Items from a data source:
———

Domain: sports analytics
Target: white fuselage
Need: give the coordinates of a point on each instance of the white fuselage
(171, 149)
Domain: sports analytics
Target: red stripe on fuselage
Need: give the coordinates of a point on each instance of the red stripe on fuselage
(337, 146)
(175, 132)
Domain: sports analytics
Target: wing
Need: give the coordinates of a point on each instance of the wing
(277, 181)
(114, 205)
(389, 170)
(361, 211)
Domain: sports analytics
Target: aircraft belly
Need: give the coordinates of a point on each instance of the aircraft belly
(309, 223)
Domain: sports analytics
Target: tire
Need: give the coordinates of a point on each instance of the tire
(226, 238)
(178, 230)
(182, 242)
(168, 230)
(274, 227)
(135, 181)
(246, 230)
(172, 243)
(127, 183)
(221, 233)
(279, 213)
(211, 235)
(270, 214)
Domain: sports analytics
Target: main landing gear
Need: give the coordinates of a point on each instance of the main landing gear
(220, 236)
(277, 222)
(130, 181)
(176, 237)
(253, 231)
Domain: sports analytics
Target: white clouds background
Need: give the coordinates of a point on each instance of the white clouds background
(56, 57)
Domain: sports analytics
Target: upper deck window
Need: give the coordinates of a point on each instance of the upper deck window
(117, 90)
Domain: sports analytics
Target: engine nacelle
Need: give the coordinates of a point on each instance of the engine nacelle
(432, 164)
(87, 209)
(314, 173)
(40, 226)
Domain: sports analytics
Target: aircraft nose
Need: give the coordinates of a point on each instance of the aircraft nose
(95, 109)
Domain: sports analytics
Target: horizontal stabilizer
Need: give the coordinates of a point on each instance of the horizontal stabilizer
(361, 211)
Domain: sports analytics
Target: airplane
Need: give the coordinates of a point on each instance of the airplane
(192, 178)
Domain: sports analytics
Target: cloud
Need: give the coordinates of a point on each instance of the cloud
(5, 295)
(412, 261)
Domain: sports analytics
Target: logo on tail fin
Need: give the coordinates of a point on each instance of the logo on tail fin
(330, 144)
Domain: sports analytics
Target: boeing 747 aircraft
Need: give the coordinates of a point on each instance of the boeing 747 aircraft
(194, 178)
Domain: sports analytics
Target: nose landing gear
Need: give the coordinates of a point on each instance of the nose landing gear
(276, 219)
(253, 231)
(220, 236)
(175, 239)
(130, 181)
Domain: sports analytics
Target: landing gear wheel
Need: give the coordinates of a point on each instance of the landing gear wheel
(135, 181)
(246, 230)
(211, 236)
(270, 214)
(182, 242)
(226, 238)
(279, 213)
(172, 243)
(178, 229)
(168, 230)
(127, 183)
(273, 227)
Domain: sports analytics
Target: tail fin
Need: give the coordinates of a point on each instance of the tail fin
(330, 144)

———

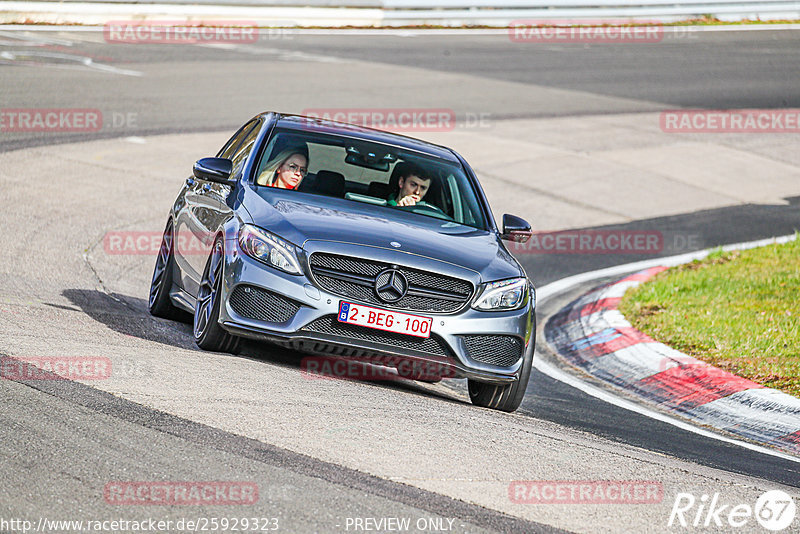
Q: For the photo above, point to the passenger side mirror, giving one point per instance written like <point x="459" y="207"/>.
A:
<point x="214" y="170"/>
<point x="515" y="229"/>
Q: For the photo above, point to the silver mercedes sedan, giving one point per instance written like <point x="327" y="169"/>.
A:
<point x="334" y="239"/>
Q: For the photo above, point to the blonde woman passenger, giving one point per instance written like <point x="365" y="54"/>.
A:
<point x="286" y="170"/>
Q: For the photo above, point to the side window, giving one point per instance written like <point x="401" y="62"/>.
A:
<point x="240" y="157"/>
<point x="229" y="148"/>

———

## Exercise:
From the data above, copy each line where the string "giving" appears.

## Completed task:
Q: For the photo above, point to the passenger side mirror, giving one point per instance written like <point x="459" y="207"/>.
Q: For the photo above, point to the silver mercedes sedan, giving one point per instance written like <point x="327" y="169"/>.
Q: For the photo above, point to the blonde woman passenger, giving one point per instance written like <point x="365" y="54"/>.
Q: For the photo above, point to the side window, giving one point per instance written like <point x="401" y="62"/>.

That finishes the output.